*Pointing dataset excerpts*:
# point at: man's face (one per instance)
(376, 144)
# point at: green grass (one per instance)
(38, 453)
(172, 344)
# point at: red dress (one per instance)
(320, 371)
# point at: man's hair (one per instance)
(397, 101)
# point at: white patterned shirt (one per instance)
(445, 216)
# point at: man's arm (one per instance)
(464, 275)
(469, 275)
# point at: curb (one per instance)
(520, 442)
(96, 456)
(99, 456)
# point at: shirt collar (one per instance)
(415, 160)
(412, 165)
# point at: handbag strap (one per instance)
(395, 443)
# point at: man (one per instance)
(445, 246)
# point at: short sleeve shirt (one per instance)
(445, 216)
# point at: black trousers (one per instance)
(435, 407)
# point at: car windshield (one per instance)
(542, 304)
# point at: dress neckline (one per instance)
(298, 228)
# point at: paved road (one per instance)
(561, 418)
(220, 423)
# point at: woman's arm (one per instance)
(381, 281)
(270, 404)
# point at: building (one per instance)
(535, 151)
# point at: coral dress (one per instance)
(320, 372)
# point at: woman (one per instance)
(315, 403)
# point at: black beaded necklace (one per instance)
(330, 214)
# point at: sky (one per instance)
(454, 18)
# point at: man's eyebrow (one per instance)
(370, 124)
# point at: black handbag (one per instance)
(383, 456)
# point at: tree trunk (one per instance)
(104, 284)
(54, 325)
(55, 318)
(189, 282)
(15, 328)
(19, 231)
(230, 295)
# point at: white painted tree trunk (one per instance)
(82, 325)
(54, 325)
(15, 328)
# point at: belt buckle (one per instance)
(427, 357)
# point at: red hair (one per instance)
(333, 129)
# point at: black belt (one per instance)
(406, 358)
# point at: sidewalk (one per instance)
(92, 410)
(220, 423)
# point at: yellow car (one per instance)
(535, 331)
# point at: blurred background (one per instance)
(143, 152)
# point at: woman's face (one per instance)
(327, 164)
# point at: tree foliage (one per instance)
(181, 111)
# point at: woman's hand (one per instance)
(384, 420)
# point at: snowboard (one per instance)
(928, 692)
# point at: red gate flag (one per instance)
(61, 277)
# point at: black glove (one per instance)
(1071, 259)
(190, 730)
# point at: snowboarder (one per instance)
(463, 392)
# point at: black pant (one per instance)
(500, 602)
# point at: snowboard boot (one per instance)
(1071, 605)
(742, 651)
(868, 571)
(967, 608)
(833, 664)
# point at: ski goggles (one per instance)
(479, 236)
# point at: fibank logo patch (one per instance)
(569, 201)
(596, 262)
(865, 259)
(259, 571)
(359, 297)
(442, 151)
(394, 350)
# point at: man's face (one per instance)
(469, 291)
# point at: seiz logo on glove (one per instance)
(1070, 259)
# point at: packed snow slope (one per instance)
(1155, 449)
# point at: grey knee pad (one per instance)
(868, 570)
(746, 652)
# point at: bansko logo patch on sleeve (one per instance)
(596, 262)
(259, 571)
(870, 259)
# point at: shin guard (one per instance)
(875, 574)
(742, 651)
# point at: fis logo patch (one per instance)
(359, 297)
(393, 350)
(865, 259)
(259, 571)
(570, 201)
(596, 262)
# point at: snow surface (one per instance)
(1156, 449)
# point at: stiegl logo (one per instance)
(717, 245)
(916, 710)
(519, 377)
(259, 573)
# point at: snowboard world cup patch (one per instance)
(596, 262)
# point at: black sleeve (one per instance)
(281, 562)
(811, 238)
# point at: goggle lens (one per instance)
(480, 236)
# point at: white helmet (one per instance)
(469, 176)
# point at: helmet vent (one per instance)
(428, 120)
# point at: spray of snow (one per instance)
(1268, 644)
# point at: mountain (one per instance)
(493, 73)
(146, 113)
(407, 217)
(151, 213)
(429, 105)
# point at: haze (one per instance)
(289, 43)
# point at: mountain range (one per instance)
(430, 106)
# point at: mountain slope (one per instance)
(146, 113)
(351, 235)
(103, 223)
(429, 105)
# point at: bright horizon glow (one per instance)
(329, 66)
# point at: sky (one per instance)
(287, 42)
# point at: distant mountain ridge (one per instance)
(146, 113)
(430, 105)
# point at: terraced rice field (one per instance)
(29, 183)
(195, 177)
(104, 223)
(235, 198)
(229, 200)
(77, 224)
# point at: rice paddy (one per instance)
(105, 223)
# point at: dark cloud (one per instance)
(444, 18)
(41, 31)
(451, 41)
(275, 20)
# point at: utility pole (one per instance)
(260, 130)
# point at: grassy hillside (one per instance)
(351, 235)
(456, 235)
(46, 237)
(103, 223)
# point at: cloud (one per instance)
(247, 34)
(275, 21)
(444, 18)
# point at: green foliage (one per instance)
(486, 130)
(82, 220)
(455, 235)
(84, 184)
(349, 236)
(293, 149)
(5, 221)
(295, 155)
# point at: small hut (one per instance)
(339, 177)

*Requirements*:
From the records above, extract every entry verbatim.

*Output of the exercise*:
# point at: man's face (one per instance)
(376, 144)
# point at: green grass (one per instance)
(38, 453)
(172, 344)
# point at: red dress (one per instance)
(320, 371)
# point at: man's hair (one per instance)
(397, 101)
# point at: white patterned shirt (one per instance)
(445, 216)
# point at: man's arm (one per instance)
(464, 275)
(469, 275)
# point at: curb (one per instance)
(520, 442)
(96, 456)
(99, 456)
# point at: shirt collar (one per instance)
(415, 160)
(412, 165)
# point at: handbag strap (one per instance)
(395, 443)
# point at: man (one per instance)
(445, 246)
# point at: short sleeve shirt (one per instance)
(445, 216)
# point at: black trousers (one per instance)
(435, 407)
# point at: car windshield (one per instance)
(542, 304)
# point at: dress neckline (one per instance)
(298, 228)
# point at: paved road (one per instance)
(561, 418)
(220, 423)
# point at: woman's arm (one per instance)
(381, 281)
(270, 404)
# point at: building (one per instance)
(535, 151)
# point at: coral dress (one per instance)
(320, 372)
# point at: woman (one per instance)
(315, 403)
# point at: black beaded necklace (one per instance)
(330, 214)
# point at: sky (one per instance)
(454, 18)
# point at: man's eyebrow (one per instance)
(370, 124)
# point at: black handbag (one per instance)
(383, 456)
# point at: tree trunk (one per instance)
(104, 284)
(54, 325)
(55, 318)
(189, 282)
(15, 328)
(19, 231)
(230, 295)
# point at: white painted tree trunk (one per instance)
(82, 325)
(54, 325)
(15, 328)
# point at: belt buckle (one per instance)
(427, 357)
# point at: red hair (one per instance)
(333, 129)
# point at: black belt (one per instance)
(406, 358)
# point at: sidewalk (one per instance)
(92, 410)
(220, 423)
# point at: yellow car (one per instance)
(535, 331)
# point at: blurred background (one per instance)
(143, 152)
# point at: woman's face (one per instance)
(327, 164)
# point at: tree foliage (one per instance)
(181, 111)
# point at: woman's hand (one per instance)
(384, 420)
# point at: snowboard (one per instance)
(928, 692)
# point at: red gate flag (one per instance)
(61, 277)
# point at: black glove (one per instance)
(1071, 259)
(190, 730)
# point at: snowboarder (one per instance)
(463, 392)
# point at: black pant (one per instance)
(500, 602)
# point at: snowboard boot (one per instance)
(1071, 605)
(742, 651)
(868, 571)
(967, 608)
(833, 664)
# point at: ski goggles (one per instance)
(479, 236)
# point at: fibank logo patch (one per instance)
(569, 201)
(596, 262)
(865, 259)
(259, 571)
(359, 297)
(442, 151)
(394, 350)
# point at: man's face (one per instance)
(469, 291)
# point at: seiz logo on glove (one per instance)
(1070, 259)
# point at: packed snow slope (one per instance)
(1155, 449)
# point at: grey knee pad (one per instance)
(868, 570)
(746, 652)
# point at: bansko logo patch on sleeve (one per instance)
(596, 262)
(259, 571)
(870, 259)
# point at: shin guard (one per instance)
(875, 574)
(742, 651)
# point at: fis logo patch (one per instance)
(359, 297)
(393, 350)
(865, 259)
(259, 571)
(570, 201)
(596, 262)
# point at: snow surface (one per instance)
(1156, 449)
# point at: stiegl logo (one per instance)
(717, 245)
(916, 710)
(519, 377)
(259, 573)
# point at: snowboard world cup patch (one per instance)
(596, 262)
# point at: black sleeve (one per instance)
(281, 562)
(811, 238)
# point at: goggle lens (one per instance)
(480, 236)
# point at: white helmet (one per instance)
(469, 176)
# point at: helmet vent (one per instance)
(428, 120)
# point at: spray of snow (one per instance)
(1268, 644)
# point at: mountain (one per instance)
(493, 73)
(146, 113)
(407, 217)
(151, 213)
(429, 105)
# point at: haze (one per instance)
(289, 43)
# point at: mountain range (one per instance)
(430, 106)
# point at: mountain slope (one per instance)
(146, 113)
(351, 235)
(103, 223)
(429, 105)
# point at: bright horizon glow (one per instance)
(329, 66)
# point at: sky (one per instance)
(287, 42)
# point at: distant mountain ridge (one per instance)
(146, 113)
(430, 105)
# point at: terraced rice field (one per instance)
(29, 183)
(195, 177)
(104, 223)
(235, 198)
(229, 200)
(77, 224)
# point at: rice paddy (one per instance)
(105, 223)
# point at: dark cloud (one per instance)
(444, 18)
(41, 31)
(451, 41)
(275, 20)
# point at: utility pole (one per instance)
(260, 130)
# point at: grassy hillside (one per instance)
(351, 235)
(456, 235)
(46, 237)
(103, 223)
# point at: cloud (one per instance)
(247, 34)
(275, 21)
(444, 18)
# point at: green foliage (one per instance)
(486, 130)
(82, 220)
(455, 235)
(84, 184)
(349, 236)
(293, 149)
(5, 221)
(295, 155)
# point at: small hut (one per instance)
(339, 177)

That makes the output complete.